Chased by Lunacies and Wonders by Brad Crenshaw
Chased by Lunacies and Wonders by Brad Crenshaw
As its title suggests, Chased by Lunacies and Wonders, the poems in this generous book both condemn and praise, grieve and rejoice, negate and affirm the world with all its majestic extremities. In language by turns colloquial and exultant, the poet acknowledges the lunacies that assault our contemporary social life, haunted by the fires torching California, climate changes altering the conditions for life itself, and the worldwide quarantines and national death counts of pandemic disease. The poems are visionary, and glimmer with amplitude and enormous generosity. He holds imagined conversations with various Western writers, both living and dead, to envision a workable cultural valuation, accusing Homer of having “the ethics of a predator,” while praising Virginia Woolf who “erupts again with visions, bursts again with surprising voices.” He overhears Lucifer exclaim, “As we know, the world is fucking magical.” Crenshaw would agree. The journey through this wild collection concludes with the poet reviewing his most intimate relationships, his long marriage, and affirms their decisions to bring children into the flawed generous created world, full of crazy people, saints and devils, and most of us just trying to get by.
Chased by Lunacies and Wonders is Crenshaw’s fourth volume of poetry. Critics have praised this latest collection, stating that “this poetry wanders through language and image unfolding a new world ‘where the miracles are raw’.” “When you find yourself wondering at ‘the complicated/glory of the still living,’ another writer states, ‘you can be sure that Brad Crenshaw has your back.”

[Natural-language object grounding data]
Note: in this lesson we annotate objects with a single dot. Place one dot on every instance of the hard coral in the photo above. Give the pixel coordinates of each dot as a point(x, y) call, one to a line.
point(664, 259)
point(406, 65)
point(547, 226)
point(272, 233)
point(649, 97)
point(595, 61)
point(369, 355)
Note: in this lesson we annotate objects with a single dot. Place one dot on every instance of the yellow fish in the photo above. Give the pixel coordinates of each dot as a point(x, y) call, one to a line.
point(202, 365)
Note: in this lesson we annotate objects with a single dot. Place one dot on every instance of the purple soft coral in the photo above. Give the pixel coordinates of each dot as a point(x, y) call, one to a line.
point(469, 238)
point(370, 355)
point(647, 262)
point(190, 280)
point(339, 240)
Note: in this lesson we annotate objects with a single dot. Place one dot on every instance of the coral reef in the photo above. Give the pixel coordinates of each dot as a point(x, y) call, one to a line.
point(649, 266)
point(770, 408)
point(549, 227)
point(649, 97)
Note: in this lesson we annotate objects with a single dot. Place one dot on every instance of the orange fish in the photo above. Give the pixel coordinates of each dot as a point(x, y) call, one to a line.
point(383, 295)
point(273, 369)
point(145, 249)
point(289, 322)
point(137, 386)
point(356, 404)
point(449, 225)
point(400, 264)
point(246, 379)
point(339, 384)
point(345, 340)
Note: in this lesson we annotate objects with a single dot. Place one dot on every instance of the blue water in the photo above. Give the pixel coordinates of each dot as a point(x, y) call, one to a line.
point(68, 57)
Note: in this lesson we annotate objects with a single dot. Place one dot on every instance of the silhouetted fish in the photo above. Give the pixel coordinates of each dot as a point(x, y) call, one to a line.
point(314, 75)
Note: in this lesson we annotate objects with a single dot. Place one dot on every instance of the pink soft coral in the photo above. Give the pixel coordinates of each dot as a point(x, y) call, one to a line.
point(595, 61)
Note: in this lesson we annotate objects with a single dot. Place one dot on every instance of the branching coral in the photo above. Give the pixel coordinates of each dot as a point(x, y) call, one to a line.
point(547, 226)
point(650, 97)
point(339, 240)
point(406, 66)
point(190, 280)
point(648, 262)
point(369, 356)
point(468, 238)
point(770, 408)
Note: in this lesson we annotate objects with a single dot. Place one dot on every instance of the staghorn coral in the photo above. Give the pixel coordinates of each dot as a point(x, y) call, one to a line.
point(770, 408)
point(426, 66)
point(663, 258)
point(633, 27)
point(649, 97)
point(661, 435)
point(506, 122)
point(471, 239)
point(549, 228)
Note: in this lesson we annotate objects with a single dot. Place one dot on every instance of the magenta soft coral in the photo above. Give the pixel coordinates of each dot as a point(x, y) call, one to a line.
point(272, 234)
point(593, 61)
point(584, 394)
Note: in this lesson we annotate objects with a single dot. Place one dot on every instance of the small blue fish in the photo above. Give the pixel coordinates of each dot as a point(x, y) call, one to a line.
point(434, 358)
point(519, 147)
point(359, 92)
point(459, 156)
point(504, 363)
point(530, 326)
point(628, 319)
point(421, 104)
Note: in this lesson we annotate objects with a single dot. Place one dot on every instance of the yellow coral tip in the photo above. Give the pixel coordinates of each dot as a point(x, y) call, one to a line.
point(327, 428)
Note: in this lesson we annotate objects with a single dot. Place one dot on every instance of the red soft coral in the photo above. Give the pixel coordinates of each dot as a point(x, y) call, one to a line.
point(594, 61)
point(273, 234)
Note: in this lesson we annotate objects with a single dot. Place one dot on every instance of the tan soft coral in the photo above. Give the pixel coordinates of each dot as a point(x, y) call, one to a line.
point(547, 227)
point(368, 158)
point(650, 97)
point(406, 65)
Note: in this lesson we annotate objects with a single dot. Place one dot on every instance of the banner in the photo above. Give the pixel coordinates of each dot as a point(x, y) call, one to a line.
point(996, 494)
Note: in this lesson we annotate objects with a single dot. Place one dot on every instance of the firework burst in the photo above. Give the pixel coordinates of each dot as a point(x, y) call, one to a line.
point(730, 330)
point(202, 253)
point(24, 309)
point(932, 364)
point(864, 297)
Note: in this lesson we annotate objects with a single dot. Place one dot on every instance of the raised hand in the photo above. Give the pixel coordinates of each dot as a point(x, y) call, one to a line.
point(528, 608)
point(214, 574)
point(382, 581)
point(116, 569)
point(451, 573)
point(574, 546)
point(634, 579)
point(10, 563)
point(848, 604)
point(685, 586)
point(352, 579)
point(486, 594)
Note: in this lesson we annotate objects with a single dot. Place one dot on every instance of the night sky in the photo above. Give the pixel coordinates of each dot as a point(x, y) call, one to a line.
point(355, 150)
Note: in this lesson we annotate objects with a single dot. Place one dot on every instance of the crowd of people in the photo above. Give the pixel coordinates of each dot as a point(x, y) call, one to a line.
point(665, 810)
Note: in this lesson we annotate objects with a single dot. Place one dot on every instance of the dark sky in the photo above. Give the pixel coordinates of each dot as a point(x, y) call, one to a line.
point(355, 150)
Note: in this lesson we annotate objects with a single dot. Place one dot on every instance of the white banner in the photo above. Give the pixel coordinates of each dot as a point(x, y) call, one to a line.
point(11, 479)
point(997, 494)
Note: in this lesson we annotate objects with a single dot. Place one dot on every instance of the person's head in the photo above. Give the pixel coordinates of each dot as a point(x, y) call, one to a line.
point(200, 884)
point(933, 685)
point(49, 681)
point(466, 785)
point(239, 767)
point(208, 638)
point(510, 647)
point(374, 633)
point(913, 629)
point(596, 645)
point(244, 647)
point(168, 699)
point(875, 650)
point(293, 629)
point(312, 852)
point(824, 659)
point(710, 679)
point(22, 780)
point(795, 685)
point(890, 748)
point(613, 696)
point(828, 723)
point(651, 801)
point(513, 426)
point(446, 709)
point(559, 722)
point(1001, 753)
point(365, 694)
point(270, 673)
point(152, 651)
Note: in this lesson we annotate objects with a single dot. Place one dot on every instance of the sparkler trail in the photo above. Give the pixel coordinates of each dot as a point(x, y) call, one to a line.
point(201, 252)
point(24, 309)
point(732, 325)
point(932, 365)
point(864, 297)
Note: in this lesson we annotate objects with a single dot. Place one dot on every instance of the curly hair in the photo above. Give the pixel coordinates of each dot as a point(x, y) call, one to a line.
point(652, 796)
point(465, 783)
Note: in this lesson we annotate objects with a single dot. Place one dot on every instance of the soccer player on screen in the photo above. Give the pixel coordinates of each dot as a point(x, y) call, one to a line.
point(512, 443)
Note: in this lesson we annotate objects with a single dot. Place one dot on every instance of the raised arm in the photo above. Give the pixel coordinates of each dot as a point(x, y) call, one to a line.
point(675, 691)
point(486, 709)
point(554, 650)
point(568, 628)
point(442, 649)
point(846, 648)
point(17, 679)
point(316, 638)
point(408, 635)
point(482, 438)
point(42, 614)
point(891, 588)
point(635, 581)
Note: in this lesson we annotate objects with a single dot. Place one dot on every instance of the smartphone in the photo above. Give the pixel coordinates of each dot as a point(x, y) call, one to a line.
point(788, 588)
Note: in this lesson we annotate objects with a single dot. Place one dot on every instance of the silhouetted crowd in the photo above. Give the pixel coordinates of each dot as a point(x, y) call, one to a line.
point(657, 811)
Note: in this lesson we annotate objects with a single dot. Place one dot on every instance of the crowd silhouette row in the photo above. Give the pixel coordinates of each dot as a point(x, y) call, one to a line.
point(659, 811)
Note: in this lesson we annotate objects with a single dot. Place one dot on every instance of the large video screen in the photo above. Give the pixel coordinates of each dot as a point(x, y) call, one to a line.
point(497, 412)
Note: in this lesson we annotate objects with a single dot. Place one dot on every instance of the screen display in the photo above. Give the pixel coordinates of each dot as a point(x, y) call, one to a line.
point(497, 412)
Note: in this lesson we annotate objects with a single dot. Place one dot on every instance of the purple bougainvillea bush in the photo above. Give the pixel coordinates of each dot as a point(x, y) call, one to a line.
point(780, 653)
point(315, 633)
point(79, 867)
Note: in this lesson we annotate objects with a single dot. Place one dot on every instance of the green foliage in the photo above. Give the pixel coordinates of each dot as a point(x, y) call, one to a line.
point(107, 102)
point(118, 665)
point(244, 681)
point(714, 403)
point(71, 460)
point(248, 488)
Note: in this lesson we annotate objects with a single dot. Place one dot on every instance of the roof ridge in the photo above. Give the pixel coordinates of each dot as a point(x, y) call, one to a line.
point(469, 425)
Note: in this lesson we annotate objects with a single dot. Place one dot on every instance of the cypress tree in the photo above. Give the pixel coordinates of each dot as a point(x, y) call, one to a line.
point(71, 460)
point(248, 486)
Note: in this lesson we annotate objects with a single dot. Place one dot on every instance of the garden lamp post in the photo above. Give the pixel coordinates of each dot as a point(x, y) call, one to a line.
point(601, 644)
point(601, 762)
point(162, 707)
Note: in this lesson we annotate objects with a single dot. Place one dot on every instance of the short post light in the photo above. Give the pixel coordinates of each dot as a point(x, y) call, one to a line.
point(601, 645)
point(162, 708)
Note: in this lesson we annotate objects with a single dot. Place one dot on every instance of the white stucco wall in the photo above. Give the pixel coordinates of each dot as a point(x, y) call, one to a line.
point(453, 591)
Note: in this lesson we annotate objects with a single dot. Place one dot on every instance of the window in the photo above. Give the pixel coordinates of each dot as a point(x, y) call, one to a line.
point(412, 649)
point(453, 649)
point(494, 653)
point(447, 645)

Exercise
In the book description above, what number is Chased by Lunacies and Wonders among Crenshaw's volumes of poetry?

Answer space
It is his fourth volume of poetry.